### Supplied passage
══════
In describing the newly opened Hyatt Regency Huntington Beach

Resort & Spa, owner Steve Bone uses two words: comfortable luxury.

With ocean views, a few top-flight top rooms, touches like the

hand-blown Venetian glass chandeliers and the lagoon-style pool, it

is easy to see how guests -- whether there for business or pleasure

-- will be soaking in Bone’s depiction.

Those words could apply as well to how officials in Huntington

Beach City Hall will be feeling while cashing the money the resort is

expecting to generate.

Estimates for the bed tax revenues over the first three years are:

$700,000, $1.8 million and $2 million. Add to that $1 million in

annual revenue because the resort is in a redevelopment area, annual

rent payments to City Hall of $25,000, $75,000 and $150,000 in the

first three years of the project’s existence and $125,000 a year in

sales tax. Then, in 2005, the city is eligible to collect 3% of the

resort’s gross revenue, which is expected to top $25 million per

year.

It is enough to make a budget-battered city feel at least a brief

sense of well-being.
══════
### Information shown

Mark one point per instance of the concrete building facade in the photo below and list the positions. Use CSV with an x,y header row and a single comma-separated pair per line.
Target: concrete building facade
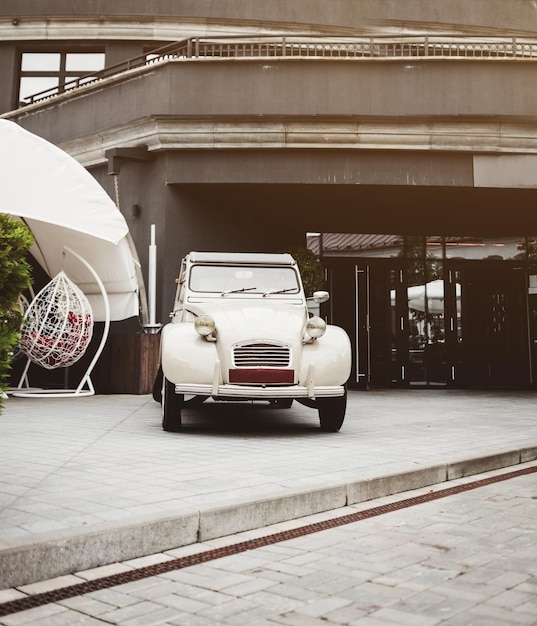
x,y
238,125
══════
### Task requirements
• a. In the Huntington Beach resort passage above, turn the paragraph beginning "Estimates for the bed tax revenues" into a short bulleted list that keeps its main figures.
• b. According to the Huntington Beach resort passage, what two words does owner Steve Bone use to describe the resort?

### Solved tasks
• a.
- Bed tax revenue estimates for the first three years: $700,000, $1.8 million and $2 million
- $1 million in annual revenue because the resort is in a redevelopment area
- Rent payments to City Hall of $25,000, $75,000 and $150,000 in the first three years
- $125,000 a year in sales tax
- In 2005, the city becomes eligible to collect 3% of the resort's gross revenue, which is expected to top $25 million a year

• b. Comfortable luxury.